MATERIAL PROVIDED:

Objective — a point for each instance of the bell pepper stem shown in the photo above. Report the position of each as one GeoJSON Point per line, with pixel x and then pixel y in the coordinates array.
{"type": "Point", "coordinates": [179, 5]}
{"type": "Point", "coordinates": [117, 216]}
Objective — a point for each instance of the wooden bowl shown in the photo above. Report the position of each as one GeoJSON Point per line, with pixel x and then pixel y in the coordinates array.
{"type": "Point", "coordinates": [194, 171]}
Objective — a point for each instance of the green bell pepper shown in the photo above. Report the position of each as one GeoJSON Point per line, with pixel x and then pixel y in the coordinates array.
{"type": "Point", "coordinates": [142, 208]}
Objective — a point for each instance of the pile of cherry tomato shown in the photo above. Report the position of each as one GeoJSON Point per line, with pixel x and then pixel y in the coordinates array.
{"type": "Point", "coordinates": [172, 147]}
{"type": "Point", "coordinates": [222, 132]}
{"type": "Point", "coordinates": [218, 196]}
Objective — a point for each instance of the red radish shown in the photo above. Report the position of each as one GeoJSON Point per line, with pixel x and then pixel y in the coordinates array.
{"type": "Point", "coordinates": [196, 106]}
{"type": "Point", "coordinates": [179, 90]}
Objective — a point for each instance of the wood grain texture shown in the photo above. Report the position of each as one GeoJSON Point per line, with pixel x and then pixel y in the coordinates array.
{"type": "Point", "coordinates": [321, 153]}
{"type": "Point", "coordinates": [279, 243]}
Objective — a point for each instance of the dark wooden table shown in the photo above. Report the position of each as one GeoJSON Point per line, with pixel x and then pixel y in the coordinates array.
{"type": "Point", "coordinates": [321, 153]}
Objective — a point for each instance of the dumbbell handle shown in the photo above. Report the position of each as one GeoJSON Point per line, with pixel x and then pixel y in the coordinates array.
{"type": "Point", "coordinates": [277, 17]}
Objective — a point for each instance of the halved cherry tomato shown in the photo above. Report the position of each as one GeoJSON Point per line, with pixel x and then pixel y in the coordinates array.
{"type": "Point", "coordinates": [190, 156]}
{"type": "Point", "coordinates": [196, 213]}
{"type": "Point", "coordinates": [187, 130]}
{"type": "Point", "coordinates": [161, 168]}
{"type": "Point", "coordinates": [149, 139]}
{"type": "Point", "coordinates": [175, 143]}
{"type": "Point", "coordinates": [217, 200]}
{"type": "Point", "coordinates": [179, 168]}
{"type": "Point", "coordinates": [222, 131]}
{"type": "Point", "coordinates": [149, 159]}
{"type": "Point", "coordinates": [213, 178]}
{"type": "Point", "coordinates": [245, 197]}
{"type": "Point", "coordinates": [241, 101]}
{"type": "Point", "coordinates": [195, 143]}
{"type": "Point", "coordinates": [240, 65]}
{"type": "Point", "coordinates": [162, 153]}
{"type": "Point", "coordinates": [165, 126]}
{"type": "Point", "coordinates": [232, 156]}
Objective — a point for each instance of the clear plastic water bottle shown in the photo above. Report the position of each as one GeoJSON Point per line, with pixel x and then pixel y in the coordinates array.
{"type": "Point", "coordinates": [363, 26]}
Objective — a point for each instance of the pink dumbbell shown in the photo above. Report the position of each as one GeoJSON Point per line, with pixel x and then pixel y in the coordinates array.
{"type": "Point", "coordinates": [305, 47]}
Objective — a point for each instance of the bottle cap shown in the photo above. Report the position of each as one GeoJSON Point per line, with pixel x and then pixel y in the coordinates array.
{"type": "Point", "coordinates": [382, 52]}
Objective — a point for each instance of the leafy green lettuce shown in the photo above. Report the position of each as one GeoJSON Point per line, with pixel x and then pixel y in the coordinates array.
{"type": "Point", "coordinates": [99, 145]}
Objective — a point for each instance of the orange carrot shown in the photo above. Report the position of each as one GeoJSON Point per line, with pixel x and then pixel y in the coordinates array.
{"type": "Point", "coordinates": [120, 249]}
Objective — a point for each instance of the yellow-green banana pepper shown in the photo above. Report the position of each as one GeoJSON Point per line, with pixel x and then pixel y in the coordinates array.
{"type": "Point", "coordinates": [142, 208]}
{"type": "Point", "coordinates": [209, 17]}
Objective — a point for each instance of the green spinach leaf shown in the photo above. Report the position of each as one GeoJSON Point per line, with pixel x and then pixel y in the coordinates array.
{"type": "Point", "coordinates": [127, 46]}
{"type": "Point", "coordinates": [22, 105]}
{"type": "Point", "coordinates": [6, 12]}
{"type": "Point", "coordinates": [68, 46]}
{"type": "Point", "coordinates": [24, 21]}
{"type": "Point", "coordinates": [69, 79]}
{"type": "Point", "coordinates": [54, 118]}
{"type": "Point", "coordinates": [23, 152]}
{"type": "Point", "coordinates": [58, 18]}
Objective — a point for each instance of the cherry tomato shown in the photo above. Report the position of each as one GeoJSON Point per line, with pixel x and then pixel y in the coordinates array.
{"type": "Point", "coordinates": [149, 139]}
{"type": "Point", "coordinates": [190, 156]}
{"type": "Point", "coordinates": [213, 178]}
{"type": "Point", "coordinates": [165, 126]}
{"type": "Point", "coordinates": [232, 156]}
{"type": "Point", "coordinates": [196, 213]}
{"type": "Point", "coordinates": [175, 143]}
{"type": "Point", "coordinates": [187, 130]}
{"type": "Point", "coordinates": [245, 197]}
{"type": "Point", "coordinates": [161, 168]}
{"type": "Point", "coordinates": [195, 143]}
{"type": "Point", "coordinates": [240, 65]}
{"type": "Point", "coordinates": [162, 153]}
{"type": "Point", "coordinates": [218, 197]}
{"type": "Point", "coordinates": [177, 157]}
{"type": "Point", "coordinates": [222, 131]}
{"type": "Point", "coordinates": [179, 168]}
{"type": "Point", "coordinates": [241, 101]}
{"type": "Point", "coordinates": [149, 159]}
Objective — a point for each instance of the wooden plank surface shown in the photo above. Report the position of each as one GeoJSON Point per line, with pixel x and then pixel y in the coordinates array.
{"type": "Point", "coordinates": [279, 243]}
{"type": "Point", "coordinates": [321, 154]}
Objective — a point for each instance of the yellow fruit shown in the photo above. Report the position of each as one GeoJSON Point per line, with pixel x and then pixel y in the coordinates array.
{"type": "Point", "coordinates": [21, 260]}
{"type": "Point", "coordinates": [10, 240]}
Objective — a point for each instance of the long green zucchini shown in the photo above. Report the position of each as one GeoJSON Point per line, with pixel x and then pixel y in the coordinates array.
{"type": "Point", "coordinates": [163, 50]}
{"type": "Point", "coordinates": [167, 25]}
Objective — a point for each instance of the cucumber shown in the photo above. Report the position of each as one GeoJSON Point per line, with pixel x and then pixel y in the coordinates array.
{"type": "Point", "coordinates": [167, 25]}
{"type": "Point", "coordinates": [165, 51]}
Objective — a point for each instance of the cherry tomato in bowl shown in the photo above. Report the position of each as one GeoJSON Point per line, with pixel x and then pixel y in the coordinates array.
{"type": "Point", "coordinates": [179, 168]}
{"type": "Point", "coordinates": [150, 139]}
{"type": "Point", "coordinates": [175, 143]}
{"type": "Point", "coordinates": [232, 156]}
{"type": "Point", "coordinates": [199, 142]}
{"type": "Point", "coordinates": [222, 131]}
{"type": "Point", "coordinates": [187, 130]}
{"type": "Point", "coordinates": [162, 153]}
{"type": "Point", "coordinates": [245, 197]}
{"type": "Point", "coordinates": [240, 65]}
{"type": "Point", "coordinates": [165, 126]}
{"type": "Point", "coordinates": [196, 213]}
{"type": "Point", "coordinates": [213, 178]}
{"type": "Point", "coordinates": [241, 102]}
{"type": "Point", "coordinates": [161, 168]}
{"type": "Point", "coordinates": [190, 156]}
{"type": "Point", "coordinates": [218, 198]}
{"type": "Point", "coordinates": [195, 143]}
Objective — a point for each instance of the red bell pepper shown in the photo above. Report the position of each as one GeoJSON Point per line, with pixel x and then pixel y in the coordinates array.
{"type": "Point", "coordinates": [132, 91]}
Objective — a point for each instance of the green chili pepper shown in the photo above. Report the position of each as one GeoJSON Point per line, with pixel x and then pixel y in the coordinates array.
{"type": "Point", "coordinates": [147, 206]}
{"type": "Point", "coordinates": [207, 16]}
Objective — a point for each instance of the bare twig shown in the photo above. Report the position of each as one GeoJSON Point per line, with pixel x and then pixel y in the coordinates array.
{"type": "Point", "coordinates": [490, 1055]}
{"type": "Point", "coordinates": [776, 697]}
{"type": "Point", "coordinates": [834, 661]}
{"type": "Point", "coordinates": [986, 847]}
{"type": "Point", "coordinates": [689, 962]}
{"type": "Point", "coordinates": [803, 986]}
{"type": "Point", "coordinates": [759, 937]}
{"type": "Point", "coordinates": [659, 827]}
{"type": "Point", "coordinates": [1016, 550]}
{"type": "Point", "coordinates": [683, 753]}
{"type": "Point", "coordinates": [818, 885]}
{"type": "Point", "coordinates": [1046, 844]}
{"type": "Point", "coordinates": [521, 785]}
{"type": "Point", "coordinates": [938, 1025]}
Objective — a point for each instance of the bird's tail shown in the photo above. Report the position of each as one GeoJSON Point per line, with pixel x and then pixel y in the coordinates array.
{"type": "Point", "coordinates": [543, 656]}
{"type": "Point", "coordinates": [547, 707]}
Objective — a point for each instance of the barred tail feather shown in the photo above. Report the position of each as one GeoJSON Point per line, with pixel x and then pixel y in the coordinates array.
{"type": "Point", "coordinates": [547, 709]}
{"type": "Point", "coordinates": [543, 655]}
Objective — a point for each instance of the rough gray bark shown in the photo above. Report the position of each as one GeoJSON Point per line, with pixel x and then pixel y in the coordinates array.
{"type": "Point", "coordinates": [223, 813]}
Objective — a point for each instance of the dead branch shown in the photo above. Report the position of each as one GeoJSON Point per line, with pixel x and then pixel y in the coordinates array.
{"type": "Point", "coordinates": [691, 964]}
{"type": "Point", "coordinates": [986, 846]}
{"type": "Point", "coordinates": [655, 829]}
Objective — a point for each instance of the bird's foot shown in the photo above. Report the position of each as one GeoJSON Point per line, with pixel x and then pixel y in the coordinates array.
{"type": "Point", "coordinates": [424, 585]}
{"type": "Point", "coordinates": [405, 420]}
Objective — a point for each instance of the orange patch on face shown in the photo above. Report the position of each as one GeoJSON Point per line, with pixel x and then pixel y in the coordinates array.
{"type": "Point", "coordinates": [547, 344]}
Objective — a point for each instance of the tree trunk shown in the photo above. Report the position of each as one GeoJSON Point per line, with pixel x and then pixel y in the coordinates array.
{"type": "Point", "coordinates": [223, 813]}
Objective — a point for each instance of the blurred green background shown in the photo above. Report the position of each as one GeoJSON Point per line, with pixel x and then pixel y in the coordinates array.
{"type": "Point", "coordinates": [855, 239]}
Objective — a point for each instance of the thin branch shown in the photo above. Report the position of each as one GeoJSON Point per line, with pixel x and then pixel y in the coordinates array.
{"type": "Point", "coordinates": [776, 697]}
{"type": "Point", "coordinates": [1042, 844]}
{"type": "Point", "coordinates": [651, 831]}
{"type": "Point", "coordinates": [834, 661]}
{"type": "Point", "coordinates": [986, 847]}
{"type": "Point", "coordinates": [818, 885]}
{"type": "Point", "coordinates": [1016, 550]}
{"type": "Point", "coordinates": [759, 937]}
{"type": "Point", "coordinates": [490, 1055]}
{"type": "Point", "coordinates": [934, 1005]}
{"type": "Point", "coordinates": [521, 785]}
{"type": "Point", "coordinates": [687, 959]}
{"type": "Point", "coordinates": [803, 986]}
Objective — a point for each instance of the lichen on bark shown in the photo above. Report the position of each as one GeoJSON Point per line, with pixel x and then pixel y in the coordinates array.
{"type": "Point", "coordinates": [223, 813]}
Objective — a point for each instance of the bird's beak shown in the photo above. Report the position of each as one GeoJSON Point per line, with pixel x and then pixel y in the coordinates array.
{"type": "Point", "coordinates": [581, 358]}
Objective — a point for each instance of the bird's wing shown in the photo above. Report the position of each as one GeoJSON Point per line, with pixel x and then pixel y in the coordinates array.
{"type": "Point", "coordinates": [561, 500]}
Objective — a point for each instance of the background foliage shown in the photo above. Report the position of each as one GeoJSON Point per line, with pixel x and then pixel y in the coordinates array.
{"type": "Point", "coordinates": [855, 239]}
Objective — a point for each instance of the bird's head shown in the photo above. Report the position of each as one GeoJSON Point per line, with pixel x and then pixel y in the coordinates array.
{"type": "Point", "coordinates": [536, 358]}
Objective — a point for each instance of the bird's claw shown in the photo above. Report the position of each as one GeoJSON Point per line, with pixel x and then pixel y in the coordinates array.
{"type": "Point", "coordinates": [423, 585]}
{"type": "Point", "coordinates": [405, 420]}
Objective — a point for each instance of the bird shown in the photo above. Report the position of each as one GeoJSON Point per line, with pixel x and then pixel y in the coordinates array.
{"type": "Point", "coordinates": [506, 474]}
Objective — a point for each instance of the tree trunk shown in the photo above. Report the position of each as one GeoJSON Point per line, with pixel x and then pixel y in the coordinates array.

YOUR ASSIGNMENT: Nothing but the lines from the one containing "Objective — a point for each instance of the bird shown" to the end of the entries belongs in the answer, and each must match exactly.

PROBLEM SOLUTION:
Objective — a point for each instance of the bird shown in the photo above. Report the position of each as one GeoJSON Point per line, with pixel x and then pixel y in the coordinates array.
{"type": "Point", "coordinates": [506, 474]}
Objective — a point for each instance of the tree trunk shown in the photo above. Report the position of each as one GeoJSON Point per line, with pixel x and then pixel y in the coordinates array.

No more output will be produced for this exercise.